====== Data shown

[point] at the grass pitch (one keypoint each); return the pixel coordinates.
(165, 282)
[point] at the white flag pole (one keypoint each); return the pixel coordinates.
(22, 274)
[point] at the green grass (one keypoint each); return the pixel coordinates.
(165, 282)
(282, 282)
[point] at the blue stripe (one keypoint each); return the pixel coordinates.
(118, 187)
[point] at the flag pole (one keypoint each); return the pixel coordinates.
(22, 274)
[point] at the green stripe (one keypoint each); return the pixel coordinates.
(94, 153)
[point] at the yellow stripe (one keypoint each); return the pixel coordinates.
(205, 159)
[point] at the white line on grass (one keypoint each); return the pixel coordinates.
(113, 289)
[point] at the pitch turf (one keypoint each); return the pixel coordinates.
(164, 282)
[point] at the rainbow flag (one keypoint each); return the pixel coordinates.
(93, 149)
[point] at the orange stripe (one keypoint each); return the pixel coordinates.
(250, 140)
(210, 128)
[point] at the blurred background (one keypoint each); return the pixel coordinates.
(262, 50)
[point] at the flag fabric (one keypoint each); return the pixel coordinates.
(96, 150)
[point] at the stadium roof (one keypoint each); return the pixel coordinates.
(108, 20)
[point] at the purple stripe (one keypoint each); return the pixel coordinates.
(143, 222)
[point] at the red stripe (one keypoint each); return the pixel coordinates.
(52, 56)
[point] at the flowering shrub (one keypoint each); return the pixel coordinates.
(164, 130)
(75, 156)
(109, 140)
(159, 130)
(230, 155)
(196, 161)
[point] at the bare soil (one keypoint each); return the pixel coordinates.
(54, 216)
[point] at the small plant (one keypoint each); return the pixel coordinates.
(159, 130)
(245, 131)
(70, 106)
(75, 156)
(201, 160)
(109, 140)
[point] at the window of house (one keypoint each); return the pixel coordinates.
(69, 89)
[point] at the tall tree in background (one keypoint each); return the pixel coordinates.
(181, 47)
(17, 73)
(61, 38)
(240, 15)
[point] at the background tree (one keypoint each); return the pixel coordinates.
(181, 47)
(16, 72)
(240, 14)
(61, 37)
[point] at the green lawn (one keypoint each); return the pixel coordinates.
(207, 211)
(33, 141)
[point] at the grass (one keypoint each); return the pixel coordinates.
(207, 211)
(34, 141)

============

Written task
Arrange the lines of the listing above as a numbered list, starting from the line with "[point] at the window" and continuing through the end of the listing, leaving out any blank lines.

Exercise output
1. [point] at the window of house (one keypoint each); return the pixel coordinates.
2. (69, 89)
3. [point] at the tall tree in background (one keypoint each); return the pixel coordinates.
4. (181, 47)
5. (17, 73)
6. (61, 38)
7. (240, 15)
8. [point] at the background tree (one keypoint each); return the pixel coordinates.
9. (181, 47)
10. (16, 72)
11. (240, 14)
12. (61, 37)
13. [point] at the green lawn (one keypoint each); return the pixel coordinates.
14. (207, 211)
15. (33, 141)
16. [point] at the grass (one keypoint each); return the pixel coordinates.
17. (207, 211)
18. (34, 141)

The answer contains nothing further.